Selected passage ::
• • •

What is the next infrastructure investment for the U.S. comparable to the investment in the Interstate Highway system in the 50’s and 60’s?
The retrograde folks who run state highway departments have an answer straight from the 50’s: more urban freeways. (I’d laugh if it didn’t scare me so much).
On the more positive side, over at Richard Florida’s blog the answers range from high-speed internet to high-speed electric rail to … wait for it … walkable cities.
31 responses to “What is The Next Interstate System?”
Man, reading that article about urban freeway expansion makes me shudder to think… scary
We were having this discussion in a comment thread on BikePortland the other day – wouldn’t it be awesome to have a statewide network of separated paved bike trails following the highways? For instance, north-south along the coast connecting all the major coastal towns? From Sunriver to Bend for people staying in Sunriver to make trips to Bend for the day, or for people from Bend to go stay in Sunriver minus automobile.
Imagine what that would do for bicycle tourism in Oregon, and what it would do for small towns along the way which would actually become destinations for cyclists, and not just a gas stop on the side of the highway for people trying to get somewhere else.

• • •

Dataset extract ::
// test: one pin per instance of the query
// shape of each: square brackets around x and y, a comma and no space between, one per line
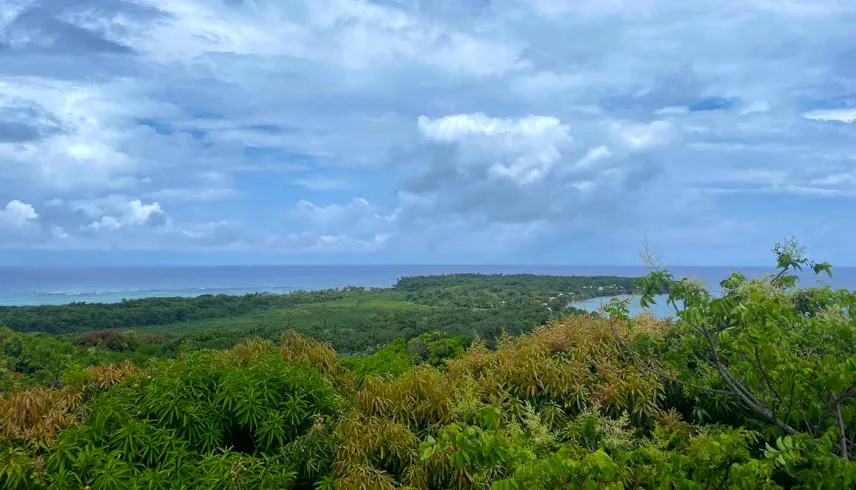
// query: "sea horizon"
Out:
[49,285]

• • •

Exercise prompt :: Continue the blog discussion about the next Interstate System from the point where it stops.

Answer box ::
The Pacific Crest Trail allows people to hike from Mexico to Canada. Few do, but a lot of people use the trail in segments. A continuous bike trail along the Oregon Coast could be the start of an equivalent attraction for cyclists. Every campground on the coast has kids/families with bicycles. This would give them somewhere safe to ride.
On the other hand, it is important to remember that for many recreational cyclists 20 miles is a long ride. I think sharing the road on most highways makes more sense for serious long-distance cyclists, rather than building out a separate parallel trail system.
Conventional double decker buses and Overnight double decker buses–with sleeping accomodations–and enough room to pack some gear with you. These would get people to the destinations some of you are speaking about, and would meet the needs of all ages and abilities and not only those hardy enough for long distance human powered touring.
These would also help stimulate local economies, would be far less expensive than a high speed rail system and serve a much broader list of communities. They could be implemented with only a little planning and investment from the feds.
While we’re at it: We need to examine commercial flight. I am sure there are already technologies available that could make commercial flight—especially short distance regional flight—- much more convenient and affordable. How about VTOL aircraft that go to the city centers of smaller cities? Instead of taking Horizon turbo prop from PDX to SEATAC or SPOKANE you just go by VTOL from the city centers? Of course I would want it to be safe, but Boeing may not take something like this up–if they don’t think they could sell the concept. This technology needs to be improved to where it is safe for passengers.
You were asking for a federal program……
How about VTOL aircraft that go to the city centers of smaller cities?
Airships, maybe? Downtown to downtown at 90-100 miles per hour, and they probably could land on any building with a flat roof, or in a really large parking lot. Portland to Seattle in about 90 minutes. Portland to Eugene in about an hour.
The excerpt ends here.